* [Request]: Rename "marker" to "pin" in the part of the listing that opens with the line containing "[point] green grass" and runs through the end of the listing. Return only those lines, with everything else left as it is.

* [Exercise materials]:
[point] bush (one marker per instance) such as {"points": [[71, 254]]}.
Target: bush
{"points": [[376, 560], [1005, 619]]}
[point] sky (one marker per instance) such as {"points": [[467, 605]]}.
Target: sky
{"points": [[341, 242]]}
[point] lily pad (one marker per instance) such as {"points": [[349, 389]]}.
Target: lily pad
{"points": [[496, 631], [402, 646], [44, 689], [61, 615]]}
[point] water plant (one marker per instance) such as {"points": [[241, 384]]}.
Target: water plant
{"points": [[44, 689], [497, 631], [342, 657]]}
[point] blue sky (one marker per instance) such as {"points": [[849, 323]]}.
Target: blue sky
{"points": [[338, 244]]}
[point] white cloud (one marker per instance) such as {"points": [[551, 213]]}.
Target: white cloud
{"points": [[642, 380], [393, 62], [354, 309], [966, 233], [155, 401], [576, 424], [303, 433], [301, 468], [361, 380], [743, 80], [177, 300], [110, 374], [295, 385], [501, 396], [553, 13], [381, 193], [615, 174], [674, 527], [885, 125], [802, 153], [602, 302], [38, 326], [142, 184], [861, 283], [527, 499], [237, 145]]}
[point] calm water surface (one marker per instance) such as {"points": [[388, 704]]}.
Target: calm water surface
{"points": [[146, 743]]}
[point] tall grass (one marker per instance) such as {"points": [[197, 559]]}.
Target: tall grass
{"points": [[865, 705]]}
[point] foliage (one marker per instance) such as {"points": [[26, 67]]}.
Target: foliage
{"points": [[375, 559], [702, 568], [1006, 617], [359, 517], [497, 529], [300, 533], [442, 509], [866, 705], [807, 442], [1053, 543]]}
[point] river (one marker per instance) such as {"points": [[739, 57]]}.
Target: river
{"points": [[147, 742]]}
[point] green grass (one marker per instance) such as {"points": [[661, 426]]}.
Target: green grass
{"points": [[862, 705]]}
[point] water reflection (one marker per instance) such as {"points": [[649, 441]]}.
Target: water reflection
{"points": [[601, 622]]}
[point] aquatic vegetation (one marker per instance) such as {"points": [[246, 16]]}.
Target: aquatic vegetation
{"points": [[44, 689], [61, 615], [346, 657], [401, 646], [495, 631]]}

* [Output of the exercise]:
[point] green grass (one pin per instance) such as {"points": [[661, 426]]}.
Target: green grass
{"points": [[862, 705]]}
[point] water reflection (one pin per instance) such as {"points": [[649, 441]]}.
Target: water reflection
{"points": [[601, 622]]}
[point] aquatic vegetation (one pin per instance) such as {"points": [[246, 16]]}.
Target: aquatic vegetation
{"points": [[44, 689], [61, 615], [346, 657], [401, 646], [495, 631]]}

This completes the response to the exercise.